- [YOUR OBJECTIVE]
Reproduce the data below line for line, without changing anything. Leave out the pictures.

......

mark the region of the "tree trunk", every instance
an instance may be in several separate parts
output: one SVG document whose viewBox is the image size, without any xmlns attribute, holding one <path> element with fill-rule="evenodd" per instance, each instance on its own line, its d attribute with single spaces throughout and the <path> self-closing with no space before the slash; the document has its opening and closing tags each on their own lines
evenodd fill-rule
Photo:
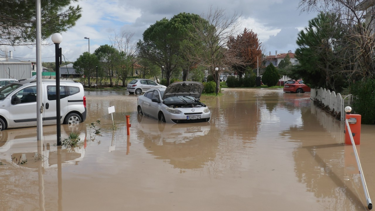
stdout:
<svg viewBox="0 0 375 211">
<path fill-rule="evenodd" d="M 87 83 L 88 84 L 88 88 L 91 88 L 91 82 L 90 82 L 90 76 L 87 77 Z"/>
<path fill-rule="evenodd" d="M 219 90 L 220 90 L 219 85 L 220 84 L 220 81 L 219 81 L 219 76 L 218 72 L 217 72 L 216 75 L 215 75 L 215 76 L 216 77 L 215 77 L 215 78 L 216 78 L 216 80 L 215 80 L 216 81 L 215 81 L 215 82 L 216 82 L 216 96 L 217 96 L 218 94 L 219 93 Z"/>
<path fill-rule="evenodd" d="M 112 77 L 110 74 L 110 87 L 112 87 Z"/>
<path fill-rule="evenodd" d="M 186 81 L 188 80 L 188 73 L 185 72 L 184 71 L 182 74 L 182 80 L 183 81 Z"/>
</svg>

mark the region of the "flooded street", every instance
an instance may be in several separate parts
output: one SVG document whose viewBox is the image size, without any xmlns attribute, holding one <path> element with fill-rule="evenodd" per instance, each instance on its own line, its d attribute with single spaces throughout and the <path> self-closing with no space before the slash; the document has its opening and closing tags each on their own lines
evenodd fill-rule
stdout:
<svg viewBox="0 0 375 211">
<path fill-rule="evenodd" d="M 309 93 L 223 93 L 201 98 L 209 122 L 171 124 L 138 115 L 136 95 L 86 91 L 85 122 L 62 125 L 62 139 L 80 134 L 74 148 L 56 146 L 56 125 L 39 147 L 36 127 L 2 131 L 0 211 L 367 209 L 343 126 Z M 362 125 L 357 146 L 373 201 L 374 131 Z"/>
</svg>

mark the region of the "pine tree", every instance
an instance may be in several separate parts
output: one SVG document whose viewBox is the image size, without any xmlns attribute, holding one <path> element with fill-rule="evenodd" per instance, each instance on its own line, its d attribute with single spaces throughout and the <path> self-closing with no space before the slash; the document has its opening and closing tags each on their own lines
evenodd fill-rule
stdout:
<svg viewBox="0 0 375 211">
<path fill-rule="evenodd" d="M 42 39 L 65 32 L 75 24 L 82 8 L 70 4 L 78 0 L 41 1 Z M 0 45 L 35 44 L 35 1 L 0 0 Z"/>
</svg>

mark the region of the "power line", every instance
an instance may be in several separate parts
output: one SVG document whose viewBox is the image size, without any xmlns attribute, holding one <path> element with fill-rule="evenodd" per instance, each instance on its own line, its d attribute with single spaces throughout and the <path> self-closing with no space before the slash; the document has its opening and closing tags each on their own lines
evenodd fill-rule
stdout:
<svg viewBox="0 0 375 211">
<path fill-rule="evenodd" d="M 4 57 L 6 57 L 7 56 L 6 55 L 3 55 L 3 54 L 0 54 L 0 56 L 4 56 Z M 17 58 L 18 59 L 36 59 L 36 58 L 26 58 L 26 57 L 15 57 L 15 56 L 12 56 L 12 58 Z M 41 58 L 41 59 L 47 59 L 48 58 L 54 58 L 54 57 L 55 57 L 54 56 L 50 56 L 50 57 L 43 57 Z"/>
</svg>

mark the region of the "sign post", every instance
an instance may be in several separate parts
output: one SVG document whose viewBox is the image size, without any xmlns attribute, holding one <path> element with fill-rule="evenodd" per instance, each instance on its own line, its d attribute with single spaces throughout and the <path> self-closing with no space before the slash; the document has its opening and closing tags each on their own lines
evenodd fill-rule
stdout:
<svg viewBox="0 0 375 211">
<path fill-rule="evenodd" d="M 111 115 L 112 117 L 112 124 L 113 125 L 113 130 L 115 129 L 115 123 L 113 121 L 113 115 L 112 114 L 113 112 L 115 112 L 115 107 L 111 106 L 110 107 L 108 107 L 108 113 L 111 114 Z"/>
</svg>

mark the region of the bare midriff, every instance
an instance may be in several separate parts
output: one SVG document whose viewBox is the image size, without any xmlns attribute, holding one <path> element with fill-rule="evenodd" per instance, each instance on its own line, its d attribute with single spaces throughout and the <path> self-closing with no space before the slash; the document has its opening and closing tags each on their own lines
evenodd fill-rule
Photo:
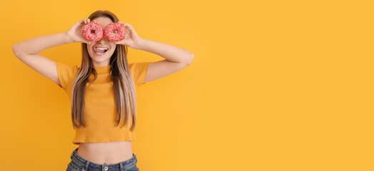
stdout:
<svg viewBox="0 0 374 171">
<path fill-rule="evenodd" d="M 96 165 L 113 165 L 133 157 L 131 141 L 80 142 L 77 153 Z"/>
</svg>

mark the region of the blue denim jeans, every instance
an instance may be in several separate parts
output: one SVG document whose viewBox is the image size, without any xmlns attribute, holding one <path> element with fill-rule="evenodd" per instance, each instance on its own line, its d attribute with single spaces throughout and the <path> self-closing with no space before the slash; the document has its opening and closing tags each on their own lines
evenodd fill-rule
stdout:
<svg viewBox="0 0 374 171">
<path fill-rule="evenodd" d="M 76 152 L 78 147 L 71 152 L 71 161 L 68 165 L 66 171 L 138 171 L 136 167 L 138 159 L 133 153 L 133 157 L 126 161 L 113 165 L 98 165 L 91 162 Z"/>
</svg>

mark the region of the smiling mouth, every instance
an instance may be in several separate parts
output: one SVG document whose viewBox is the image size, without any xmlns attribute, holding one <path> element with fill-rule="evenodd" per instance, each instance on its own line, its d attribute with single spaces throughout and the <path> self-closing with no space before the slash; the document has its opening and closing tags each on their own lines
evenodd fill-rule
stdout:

......

- [REPLY]
mark the region of the "tree trunk", every instance
an instance may be in several separate parts
output: one SVG document whose viewBox is the image size, without any xmlns attribute, holding one <path> element with fill-rule="evenodd" per instance, each instance on its own line, its d attribute with single spaces throughout and the <path> self-closing with no space before the slash; the document has its opening and closing tags each on their own lines
evenodd fill-rule
Photo:
stdout:
<svg viewBox="0 0 375 211">
<path fill-rule="evenodd" d="M 87 83 L 88 84 L 88 88 L 91 88 L 91 82 L 90 82 L 90 76 L 87 77 Z"/>
<path fill-rule="evenodd" d="M 219 90 L 220 90 L 219 85 L 220 84 L 220 81 L 219 81 L 219 76 L 218 72 L 217 72 L 216 75 L 215 75 L 215 76 L 216 77 L 215 77 L 215 78 L 216 78 L 216 80 L 215 80 L 216 81 L 215 81 L 215 82 L 216 82 L 216 96 L 217 96 L 218 94 L 219 93 Z"/>
<path fill-rule="evenodd" d="M 112 77 L 110 74 L 110 87 L 112 87 Z"/>
<path fill-rule="evenodd" d="M 186 81 L 188 80 L 188 73 L 185 72 L 184 71 L 182 74 L 182 80 L 183 81 Z"/>
</svg>

mark the region of the "flooded street", every instance
an instance may be in several separate parts
output: one SVG document whose viewBox is the image size, without any xmlns attribute, holding one <path> element with fill-rule="evenodd" per instance, each instance on its own line, its d attribute with single spaces throughout and the <path> self-closing with no space before the slash; the document has its opening and closing tags each on their own lines
evenodd fill-rule
stdout:
<svg viewBox="0 0 375 211">
<path fill-rule="evenodd" d="M 309 93 L 223 93 L 201 98 L 209 122 L 171 124 L 138 115 L 136 95 L 86 91 L 85 122 L 62 125 L 62 139 L 80 134 L 74 148 L 56 146 L 56 125 L 39 147 L 36 127 L 2 131 L 0 211 L 367 209 L 343 126 Z M 362 125 L 357 146 L 373 201 L 374 131 Z"/>
</svg>

mark the region of the "pine tree", every instance
an instance may be in several separate parts
output: one SVG document whose viewBox is the image size, without any xmlns attribute, holding one <path> element with fill-rule="evenodd" per instance, each instance on its own line, its d attribute with single spaces throughout and the <path> self-closing with no space before the slash; the document has its opening and closing tags each on their own lines
evenodd fill-rule
stdout:
<svg viewBox="0 0 375 211">
<path fill-rule="evenodd" d="M 42 39 L 65 32 L 75 24 L 82 8 L 70 4 L 78 0 L 41 1 Z M 0 45 L 35 44 L 35 1 L 0 0 Z"/>
</svg>

mark the region of the "power line", every instance
an instance may be in several separate parts
output: one SVG document whose viewBox is the image size, without any xmlns attribute, holding one <path> element with fill-rule="evenodd" per instance, each instance on its own line, its d attribute with single spaces throughout and the <path> self-closing with no space before the slash; the document has its opening and closing tags each on their own lines
evenodd fill-rule
stdout:
<svg viewBox="0 0 375 211">
<path fill-rule="evenodd" d="M 4 57 L 6 57 L 7 56 L 6 55 L 3 55 L 3 54 L 0 54 L 0 56 L 4 56 Z M 17 58 L 18 59 L 36 59 L 36 58 L 26 58 L 26 57 L 15 57 L 15 56 L 12 56 L 12 58 Z M 41 58 L 41 59 L 47 59 L 48 58 L 54 58 L 54 57 L 55 57 L 54 56 L 50 56 L 50 57 L 43 57 Z"/>
</svg>

mark the region of the "sign post", every instance
an instance may be in several separate parts
output: one SVG document whose viewBox is the image size, without any xmlns attribute, holding one <path> element with fill-rule="evenodd" per instance, each instance on its own line, its d attribute with single spaces throughout and the <path> self-closing with no space before the slash; the document has its opening and closing tags each on their own lines
evenodd fill-rule
stdout:
<svg viewBox="0 0 375 211">
<path fill-rule="evenodd" d="M 111 115 L 112 117 L 112 124 L 113 125 L 113 130 L 115 129 L 115 123 L 113 121 L 113 115 L 112 114 L 113 112 L 115 112 L 115 107 L 111 106 L 110 107 L 108 107 L 108 113 L 111 114 Z"/>
</svg>

mark the region of the bare midriff, every instance
an instance may be in several separate parts
output: one SVG document whose viewBox is the image size, without any xmlns attribute, holding one <path> element with fill-rule="evenodd" per instance, each instance on its own line, its d attribute with single spaces throughout and the <path> self-closing with no space before the slash; the document has its opening and closing tags each on their own lines
evenodd fill-rule
Photo:
stdout:
<svg viewBox="0 0 374 171">
<path fill-rule="evenodd" d="M 96 165 L 113 165 L 133 157 L 131 141 L 80 142 L 77 153 Z"/>
</svg>

mark the region of the blue denim jeans, every instance
an instance may be in several separate parts
output: one SVG document whose viewBox is the image size, without any xmlns attribute, holding one <path> element with fill-rule="evenodd" per instance, each instance on its own line, its d attribute with single spaces throughout and the <path> self-closing with no space before the slash; the document has its opening and closing tags each on their own lines
evenodd fill-rule
stdout:
<svg viewBox="0 0 374 171">
<path fill-rule="evenodd" d="M 76 152 L 78 147 L 71 152 L 71 161 L 68 165 L 66 171 L 138 171 L 136 167 L 138 159 L 133 153 L 133 157 L 126 161 L 113 165 L 98 165 L 91 162 Z"/>
</svg>

mark the region of the smiling mouth, every instance
an instance may be in several separate parts
output: one SVG document whose viewBox is the image size, without any xmlns attribute, holding one <path> element with fill-rule="evenodd" per instance, each instance on its own line, its d attribute with single spaces throughout and the <path> self-closing with no space before the slash; the document has its opening and closing tags each on their own lines
evenodd fill-rule
stdout:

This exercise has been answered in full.